▸ **Task instructions**:
(a) According to the children's dental FAQ below, why is a space maintainer needed when a baby tooth is lost early? Answer in one to three sentences.
(b) Reproduce word for word the part of the children's dental FAQ that opens with the words containing "15. What if" and closes with "the age of 6.".

▸ **Quoted passage**:
<<<<
13. What are space maintainers?

A space maintainer is used to hold space for a permanent tooth where a baby tooth has been prematurely lost. If space is not maintained, teeth on either side of the missing tooth can drift into the space, this loss of space can prevent the permanent tooth from erupting. Generally, space maintainers are only required in early loss of primary molar in a crowded mouth. Losses of anterior primary teeth do not require space maintenance.

14. What is a mouth guard?

A mouth guard is made of soft plastic and fits comfortably to the shape of the upper teeth protecting the teeth, lips, cheeks and gums from sports-related injuries. Any mouth guard works better than no mouth guard, but a custom-fitted mouth guard is your child’s best protection against sports-related injuries.

15. What if my child sucks a thumb/pacifier?

Non-nutritive sucking habits, i.e. thumb or pacifier, are very common in children, with reported frequencies ranging from 40-95% below 12 months of age falling gradually with age. Most children have stopped by the age of 6.

Complications that could possibly arise from the habit include dental malocclusions such as narrowing of the upper jaw, callus formation on figures and thumb, irritant eczema and paronychia ( an infection where the nail meets the skin of the finger). It can also lead to an anterior open-bite, where there is a gap between the top and bottom incisors when the back teeth are together, and an increased overjet, where the upper front teeth protrude. This, in turn, can make the front teeth more accident-prone, more likely to be damaged or knocked out during a fall. It should be noted that anterior open bites and increased over-jets due solely to sucking habits usually self-correct if the habit stops before 6 years of age.

There is also the possibility of reduced social acceptance by peers, where thumb-suckers are regarded as less intelligent, happy, attractive, likeable, and less desirable as a playmate, and this has often been demonstrated in experimental studies of children of 7 years or older.

It is regarded by developmental psychologists as a normal phenomenon during the first two years of life, and so parents should not be concerned. At this stage the habit should not be discouraged, rather the parents need to make certain that their child is receiving an adequate amount and duration of nursing and feeding. If the habit persists between 3-4 years of age there may be underlying emotional stress such as boredom, tiredness, frustration or unhappiness, and parents need to minimise stress, provide a warm and caring emotional environment, and sufficient stimulation to prevent boredom. Threats or punishment for thumb sucking will not be helpful. If you find your child sucking while asleep, then gently remove the thumb, but almost certainly it will quickly find its way back into the mouth! Be relaxed, and accept the situation.

If the child is 6 years or older, the habit can be reduced or stopped altogether in many cases by simple behaviour modification exercises. Rather than criticising for the act of sucking, which can be interpreted as punishment, reward a period of not sucking with a hug, an appropriate treat, or allowing to watch a favourite TV programme. That reward is more effective when linked with a verbal explanation of why it is being given, and the period of non-sucking needs to be gradually extended before the reward is given, for true progress to be made.

Similarly, studies have shown great success when, while reading to the child at bedtime, or allowing to watch a favourite TV programme, as soon as the habit starts then the reading stops or the TV is switched off, only to be re-started straight away when the thumb comes out of the mouth. Again these were more effective when a verbal explanation was also given. Both of those approaches seemed to be more effective than painting bitter-tasting substances onto the thumb.

In older children who are unable to stop the thumb sucking without help, orthodontic thumb guards can be fitted to help break the habit.
>>>>
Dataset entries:
<<<<
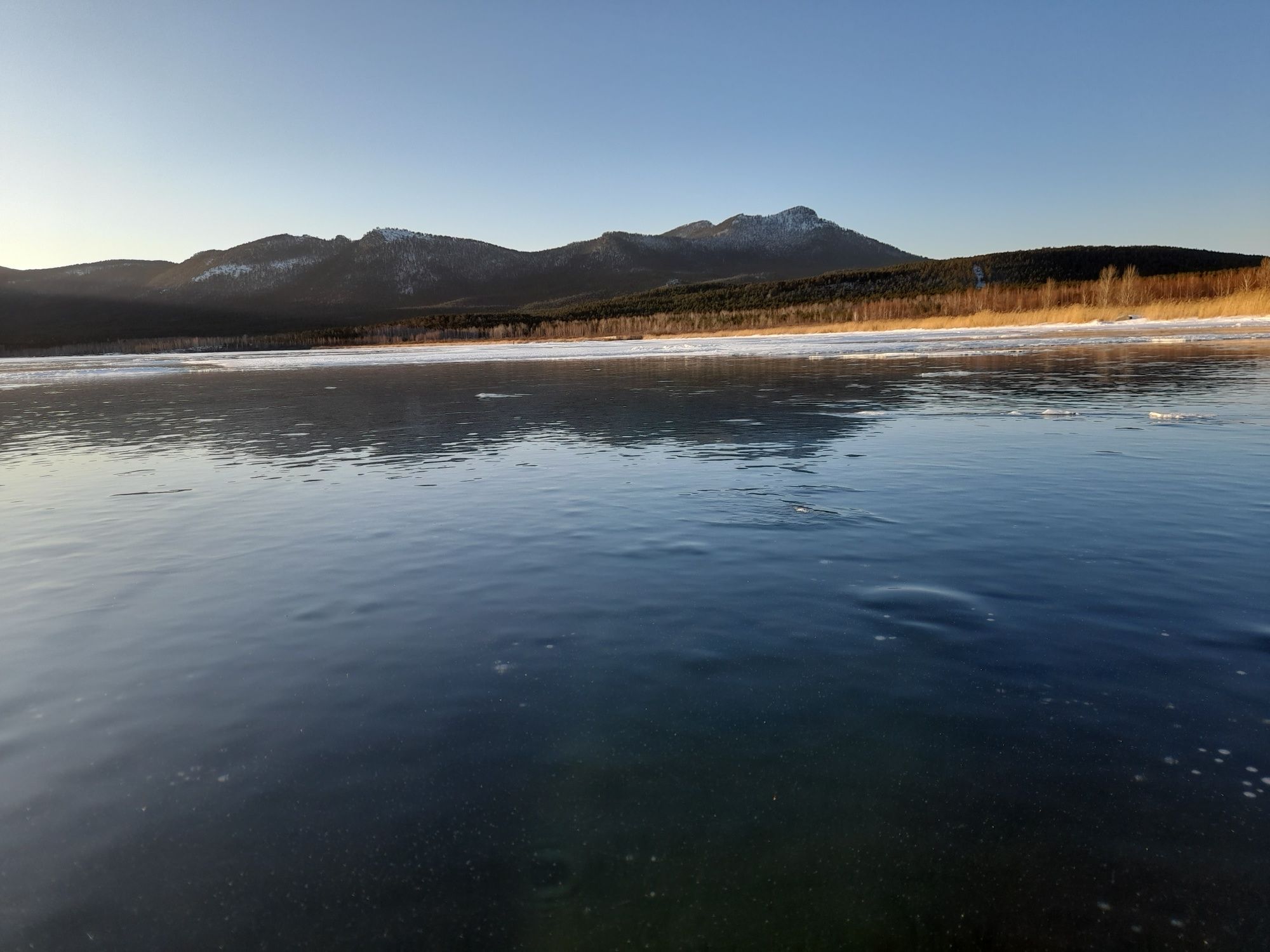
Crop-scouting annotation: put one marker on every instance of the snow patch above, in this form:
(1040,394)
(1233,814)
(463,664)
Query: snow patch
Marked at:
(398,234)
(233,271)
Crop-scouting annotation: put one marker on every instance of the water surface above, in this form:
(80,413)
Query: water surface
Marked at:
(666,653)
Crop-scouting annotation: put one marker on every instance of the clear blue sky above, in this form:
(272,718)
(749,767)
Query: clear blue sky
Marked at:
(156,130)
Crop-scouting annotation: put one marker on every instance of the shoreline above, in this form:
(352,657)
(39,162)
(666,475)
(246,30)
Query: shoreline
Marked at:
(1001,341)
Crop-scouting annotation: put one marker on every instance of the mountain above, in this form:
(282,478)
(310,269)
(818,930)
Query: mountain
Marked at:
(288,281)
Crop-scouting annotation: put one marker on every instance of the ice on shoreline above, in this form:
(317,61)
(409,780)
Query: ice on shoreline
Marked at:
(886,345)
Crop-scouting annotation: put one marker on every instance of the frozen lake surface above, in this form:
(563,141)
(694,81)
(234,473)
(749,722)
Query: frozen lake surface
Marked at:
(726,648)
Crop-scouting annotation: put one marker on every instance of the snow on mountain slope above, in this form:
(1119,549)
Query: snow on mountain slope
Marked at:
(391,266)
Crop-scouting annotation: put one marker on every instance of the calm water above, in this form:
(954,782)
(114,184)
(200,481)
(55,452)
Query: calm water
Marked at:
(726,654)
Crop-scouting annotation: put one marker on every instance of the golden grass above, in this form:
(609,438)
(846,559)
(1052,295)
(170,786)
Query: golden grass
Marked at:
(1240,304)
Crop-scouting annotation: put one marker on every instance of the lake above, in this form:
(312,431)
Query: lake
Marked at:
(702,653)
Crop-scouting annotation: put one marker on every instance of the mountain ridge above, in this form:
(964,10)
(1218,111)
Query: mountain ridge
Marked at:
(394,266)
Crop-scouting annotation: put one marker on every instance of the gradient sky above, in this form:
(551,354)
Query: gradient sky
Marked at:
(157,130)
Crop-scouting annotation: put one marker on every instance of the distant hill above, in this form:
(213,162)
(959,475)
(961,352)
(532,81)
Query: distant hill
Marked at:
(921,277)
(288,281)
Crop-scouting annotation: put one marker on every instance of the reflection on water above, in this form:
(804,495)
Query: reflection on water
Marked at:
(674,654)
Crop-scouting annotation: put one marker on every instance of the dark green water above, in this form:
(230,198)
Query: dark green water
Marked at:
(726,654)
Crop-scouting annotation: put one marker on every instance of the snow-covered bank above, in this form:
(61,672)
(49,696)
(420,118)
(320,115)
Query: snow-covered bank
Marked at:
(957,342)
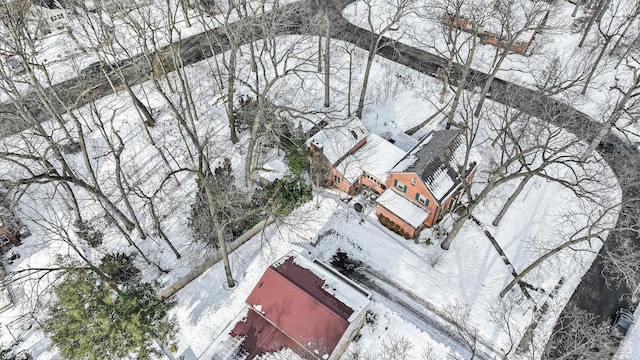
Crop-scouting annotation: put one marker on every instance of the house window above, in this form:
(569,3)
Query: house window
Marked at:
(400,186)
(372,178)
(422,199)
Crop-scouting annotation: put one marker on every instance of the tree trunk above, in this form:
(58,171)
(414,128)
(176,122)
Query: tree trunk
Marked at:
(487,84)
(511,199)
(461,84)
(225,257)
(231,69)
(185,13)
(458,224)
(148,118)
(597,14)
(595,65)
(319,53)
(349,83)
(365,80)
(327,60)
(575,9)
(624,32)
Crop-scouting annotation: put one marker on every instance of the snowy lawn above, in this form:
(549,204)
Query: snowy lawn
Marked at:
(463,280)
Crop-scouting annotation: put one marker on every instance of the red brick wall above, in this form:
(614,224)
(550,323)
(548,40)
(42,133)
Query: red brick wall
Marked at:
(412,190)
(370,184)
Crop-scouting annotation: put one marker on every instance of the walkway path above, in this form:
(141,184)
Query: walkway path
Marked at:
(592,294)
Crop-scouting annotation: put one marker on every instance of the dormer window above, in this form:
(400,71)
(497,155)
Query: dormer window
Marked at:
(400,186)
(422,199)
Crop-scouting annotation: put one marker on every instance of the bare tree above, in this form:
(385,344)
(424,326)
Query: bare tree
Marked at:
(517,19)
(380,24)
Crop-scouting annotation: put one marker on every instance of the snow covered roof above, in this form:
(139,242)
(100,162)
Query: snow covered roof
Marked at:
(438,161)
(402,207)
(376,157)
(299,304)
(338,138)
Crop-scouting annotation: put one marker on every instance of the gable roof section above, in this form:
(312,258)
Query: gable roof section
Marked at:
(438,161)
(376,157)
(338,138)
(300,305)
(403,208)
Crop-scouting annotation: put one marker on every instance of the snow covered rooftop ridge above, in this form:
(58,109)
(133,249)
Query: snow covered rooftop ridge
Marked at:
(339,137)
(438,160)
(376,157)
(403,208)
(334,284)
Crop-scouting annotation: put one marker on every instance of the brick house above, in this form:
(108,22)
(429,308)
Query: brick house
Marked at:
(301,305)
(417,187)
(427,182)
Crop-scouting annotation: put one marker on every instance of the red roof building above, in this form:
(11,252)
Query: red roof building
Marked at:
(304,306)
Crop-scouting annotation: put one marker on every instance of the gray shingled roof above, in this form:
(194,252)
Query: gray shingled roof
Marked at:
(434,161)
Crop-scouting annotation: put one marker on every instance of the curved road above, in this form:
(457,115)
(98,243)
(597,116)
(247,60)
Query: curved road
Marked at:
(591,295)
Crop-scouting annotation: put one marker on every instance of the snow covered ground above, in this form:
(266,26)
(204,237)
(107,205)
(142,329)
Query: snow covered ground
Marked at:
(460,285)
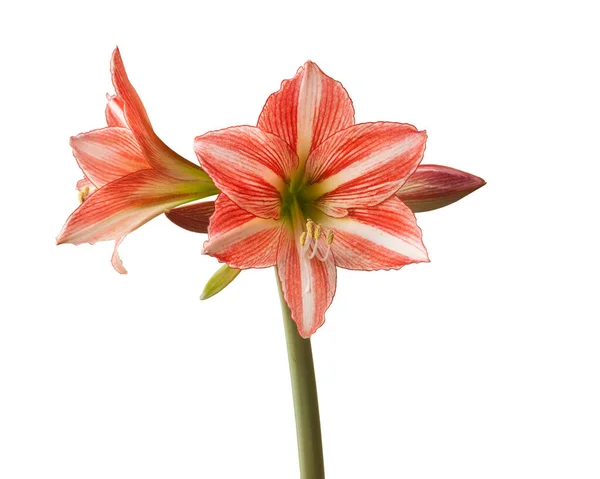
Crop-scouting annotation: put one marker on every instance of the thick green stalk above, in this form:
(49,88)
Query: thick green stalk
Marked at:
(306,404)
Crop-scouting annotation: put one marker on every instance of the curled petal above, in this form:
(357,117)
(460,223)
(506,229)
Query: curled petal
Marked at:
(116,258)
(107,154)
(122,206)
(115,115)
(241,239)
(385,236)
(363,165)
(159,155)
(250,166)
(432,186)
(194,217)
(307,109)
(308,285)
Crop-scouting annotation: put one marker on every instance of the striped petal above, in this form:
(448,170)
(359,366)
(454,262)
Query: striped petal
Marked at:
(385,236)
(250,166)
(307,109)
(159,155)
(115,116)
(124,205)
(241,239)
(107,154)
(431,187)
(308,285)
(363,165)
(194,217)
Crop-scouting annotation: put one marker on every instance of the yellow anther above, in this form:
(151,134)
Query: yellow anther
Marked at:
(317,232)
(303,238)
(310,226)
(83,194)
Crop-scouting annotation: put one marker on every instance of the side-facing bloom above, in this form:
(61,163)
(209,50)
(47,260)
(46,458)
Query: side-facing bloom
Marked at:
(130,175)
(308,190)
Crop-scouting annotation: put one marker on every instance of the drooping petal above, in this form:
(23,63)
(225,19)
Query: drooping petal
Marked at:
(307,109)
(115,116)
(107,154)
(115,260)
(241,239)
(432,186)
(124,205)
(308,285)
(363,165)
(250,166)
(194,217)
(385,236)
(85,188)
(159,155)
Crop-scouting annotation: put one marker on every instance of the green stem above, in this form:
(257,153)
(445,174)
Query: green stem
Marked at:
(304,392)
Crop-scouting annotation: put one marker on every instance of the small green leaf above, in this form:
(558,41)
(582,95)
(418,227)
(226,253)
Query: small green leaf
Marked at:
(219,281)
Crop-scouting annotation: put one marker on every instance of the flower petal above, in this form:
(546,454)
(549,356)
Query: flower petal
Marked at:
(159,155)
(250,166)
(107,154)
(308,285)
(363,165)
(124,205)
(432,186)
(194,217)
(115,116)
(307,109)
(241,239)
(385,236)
>>>>
▸ **Solutions to the exercise**:
(a) Without a space maintainer, the teeth on either side of the gap can drift into the space. That loss of space can prevent the permanent tooth from erupting.

(b)
15. What if my child sucks a thumb/pacifier?

Non-nutritive sucking habits, i.e. thumb or pacifier, are very common in children, with reported frequencies ranging from 40-95% below 12 months of age falling gradually with age. Most children have stopped by the age of 6.